[Start of section]

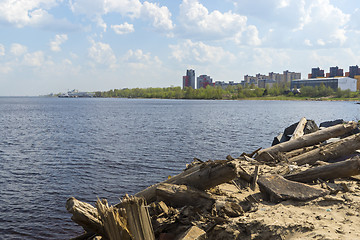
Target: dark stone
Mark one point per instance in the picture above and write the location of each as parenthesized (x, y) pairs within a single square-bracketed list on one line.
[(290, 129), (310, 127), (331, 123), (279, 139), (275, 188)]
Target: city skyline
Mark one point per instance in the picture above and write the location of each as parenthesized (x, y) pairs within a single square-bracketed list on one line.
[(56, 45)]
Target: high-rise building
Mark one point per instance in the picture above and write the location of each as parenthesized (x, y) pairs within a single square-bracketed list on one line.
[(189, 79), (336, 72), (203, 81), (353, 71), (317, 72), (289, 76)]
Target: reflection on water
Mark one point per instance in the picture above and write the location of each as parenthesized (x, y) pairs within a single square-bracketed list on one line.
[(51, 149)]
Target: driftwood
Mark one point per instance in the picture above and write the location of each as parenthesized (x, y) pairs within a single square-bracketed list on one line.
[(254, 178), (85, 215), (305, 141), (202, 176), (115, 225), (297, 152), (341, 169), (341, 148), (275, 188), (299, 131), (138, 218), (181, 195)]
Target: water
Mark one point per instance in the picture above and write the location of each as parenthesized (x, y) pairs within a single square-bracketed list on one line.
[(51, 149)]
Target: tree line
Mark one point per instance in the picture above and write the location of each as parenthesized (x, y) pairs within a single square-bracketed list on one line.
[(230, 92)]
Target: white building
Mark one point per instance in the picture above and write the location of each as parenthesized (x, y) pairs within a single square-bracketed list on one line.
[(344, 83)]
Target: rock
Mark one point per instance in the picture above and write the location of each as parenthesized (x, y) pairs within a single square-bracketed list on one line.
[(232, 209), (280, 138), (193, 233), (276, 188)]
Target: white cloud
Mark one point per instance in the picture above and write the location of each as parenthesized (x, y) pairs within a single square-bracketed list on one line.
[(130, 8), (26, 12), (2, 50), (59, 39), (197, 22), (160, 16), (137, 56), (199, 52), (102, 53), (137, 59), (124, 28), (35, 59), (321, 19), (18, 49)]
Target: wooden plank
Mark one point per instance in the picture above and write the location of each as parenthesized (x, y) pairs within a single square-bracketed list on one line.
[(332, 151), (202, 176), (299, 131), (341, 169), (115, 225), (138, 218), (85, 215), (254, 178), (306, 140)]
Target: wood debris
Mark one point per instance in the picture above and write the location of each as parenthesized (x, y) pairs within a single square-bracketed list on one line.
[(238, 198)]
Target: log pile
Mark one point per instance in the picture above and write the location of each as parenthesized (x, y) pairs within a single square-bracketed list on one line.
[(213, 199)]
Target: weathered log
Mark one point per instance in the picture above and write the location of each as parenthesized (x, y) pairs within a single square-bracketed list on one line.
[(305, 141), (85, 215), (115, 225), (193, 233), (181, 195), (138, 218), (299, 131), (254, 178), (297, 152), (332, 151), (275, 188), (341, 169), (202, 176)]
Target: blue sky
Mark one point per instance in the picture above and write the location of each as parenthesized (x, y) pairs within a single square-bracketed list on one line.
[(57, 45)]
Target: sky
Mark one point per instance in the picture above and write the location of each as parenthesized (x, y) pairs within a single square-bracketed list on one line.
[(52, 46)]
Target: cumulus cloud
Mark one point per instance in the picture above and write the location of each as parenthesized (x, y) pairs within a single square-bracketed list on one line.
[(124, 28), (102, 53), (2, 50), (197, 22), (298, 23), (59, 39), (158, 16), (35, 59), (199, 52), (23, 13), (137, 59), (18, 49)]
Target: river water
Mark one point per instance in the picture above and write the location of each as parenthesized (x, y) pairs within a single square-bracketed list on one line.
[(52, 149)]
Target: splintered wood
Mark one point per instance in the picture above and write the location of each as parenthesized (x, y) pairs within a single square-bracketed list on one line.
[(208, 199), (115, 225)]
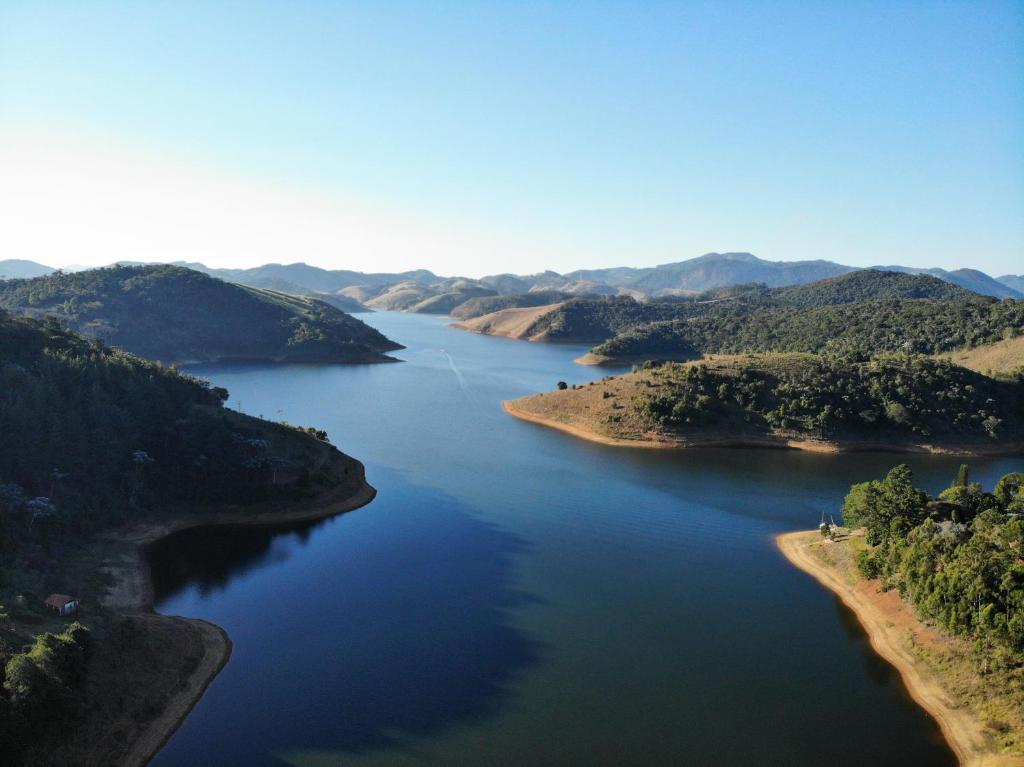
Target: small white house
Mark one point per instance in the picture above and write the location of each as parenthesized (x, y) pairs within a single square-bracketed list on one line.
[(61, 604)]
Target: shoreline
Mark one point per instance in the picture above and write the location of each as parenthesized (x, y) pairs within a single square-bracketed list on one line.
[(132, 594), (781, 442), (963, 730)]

[End of section]

Check each line in the data for the word "cloud", then report only how many lines contain it.

▶ **Expected answer**: 2